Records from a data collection
-- Opening Marker --

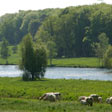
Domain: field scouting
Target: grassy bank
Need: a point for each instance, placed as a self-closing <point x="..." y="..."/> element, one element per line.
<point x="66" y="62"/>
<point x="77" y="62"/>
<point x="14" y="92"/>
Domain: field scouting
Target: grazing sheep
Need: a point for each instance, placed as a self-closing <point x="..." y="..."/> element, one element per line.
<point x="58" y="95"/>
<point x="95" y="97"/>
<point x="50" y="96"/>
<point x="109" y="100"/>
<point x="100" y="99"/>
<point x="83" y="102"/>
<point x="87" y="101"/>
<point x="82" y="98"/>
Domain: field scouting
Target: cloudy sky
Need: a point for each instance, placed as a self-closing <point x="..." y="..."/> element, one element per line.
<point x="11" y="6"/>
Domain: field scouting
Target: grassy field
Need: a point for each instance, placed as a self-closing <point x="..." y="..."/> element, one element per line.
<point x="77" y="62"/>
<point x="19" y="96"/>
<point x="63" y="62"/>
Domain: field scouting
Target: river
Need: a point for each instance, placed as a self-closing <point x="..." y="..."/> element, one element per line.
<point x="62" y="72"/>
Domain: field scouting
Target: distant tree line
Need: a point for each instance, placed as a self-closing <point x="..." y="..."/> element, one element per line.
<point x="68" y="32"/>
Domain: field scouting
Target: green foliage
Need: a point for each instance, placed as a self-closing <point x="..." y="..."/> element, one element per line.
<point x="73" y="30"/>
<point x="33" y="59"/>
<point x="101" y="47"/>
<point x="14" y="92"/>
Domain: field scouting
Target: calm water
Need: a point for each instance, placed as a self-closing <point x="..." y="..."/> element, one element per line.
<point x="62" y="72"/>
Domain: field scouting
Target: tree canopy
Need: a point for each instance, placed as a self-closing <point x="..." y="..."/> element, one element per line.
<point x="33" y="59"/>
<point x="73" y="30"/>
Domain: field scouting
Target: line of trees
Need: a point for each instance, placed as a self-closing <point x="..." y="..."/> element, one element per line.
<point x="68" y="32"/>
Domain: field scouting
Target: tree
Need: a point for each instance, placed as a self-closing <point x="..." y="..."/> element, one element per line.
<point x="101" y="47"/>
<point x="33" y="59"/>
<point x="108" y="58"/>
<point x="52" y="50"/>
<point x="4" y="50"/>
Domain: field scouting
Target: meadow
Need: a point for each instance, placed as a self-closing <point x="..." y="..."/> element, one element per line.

-- Closing Marker --

What you should do ::
Leave the pictures out and print every record exactly.

Task output ::
Domain: field scouting
Target: grassy bank
Need: a point for each instance, placed as a self-closing <point x="..." y="..."/> element, one element per line.
<point x="66" y="62"/>
<point x="77" y="62"/>
<point x="14" y="92"/>
Domain: field scouting
Target: grazing sheep
Need: a point for each instance, placed as a self-closing <point x="..." y="..."/> element, one element per line.
<point x="58" y="95"/>
<point x="95" y="97"/>
<point x="50" y="96"/>
<point x="109" y="100"/>
<point x="100" y="99"/>
<point x="83" y="102"/>
<point x="87" y="101"/>
<point x="82" y="98"/>
Domain: field scouting
Target: cloudy sky
Need: a point for each instance, placed as a self-closing <point x="..." y="..."/> element, one element per line.
<point x="11" y="6"/>
Domain: field scouting
Target: grassy field
Need: a point for each instance, placed as a self-closing <point x="..." y="..."/> element, one element per line.
<point x="77" y="62"/>
<point x="19" y="96"/>
<point x="63" y="62"/>
Domain: field scouting
Target: river
Need: a point for each instance, placed as a self-closing <point x="..." y="..."/> element, one element per line.
<point x="62" y="72"/>
Domain: field scouting
Target: distant tree line
Need: a point for each instance, placed as a self-closing <point x="..." y="..."/> element, one element per line.
<point x="68" y="32"/>
Domain: field scouting
Target: green foliage
Need: a point for each instance, placed as a self-closing <point x="..." y="..."/> element, one element per line.
<point x="73" y="30"/>
<point x="33" y="59"/>
<point x="101" y="47"/>
<point x="14" y="92"/>
Domain: field scouting
Target: calm water
Need: a point for each instance, placed as a self-closing <point x="..." y="..."/> element, one element per line.
<point x="62" y="72"/>
Domain: field scouting
Target: tree canopy
Need: a point for each instance, placed as a self-closing <point x="..." y="..."/> element, one element per line.
<point x="33" y="59"/>
<point x="73" y="30"/>
Domain: field scouting
Target: line of trees
Need: a point for each instance, placed as a self-closing <point x="..." y="..."/> element, one element per line.
<point x="68" y="32"/>
Domain: field scouting
Target: tree
Need: a point for each instance, placed as a self-closing <point x="..." y="..."/> element, one element per line.
<point x="101" y="47"/>
<point x="33" y="59"/>
<point x="108" y="58"/>
<point x="52" y="50"/>
<point x="4" y="50"/>
Domain: field scouting
Target: meadow
Need: a point for each instance, placed as a self-closing <point x="..." y="..."/> element, one element per line.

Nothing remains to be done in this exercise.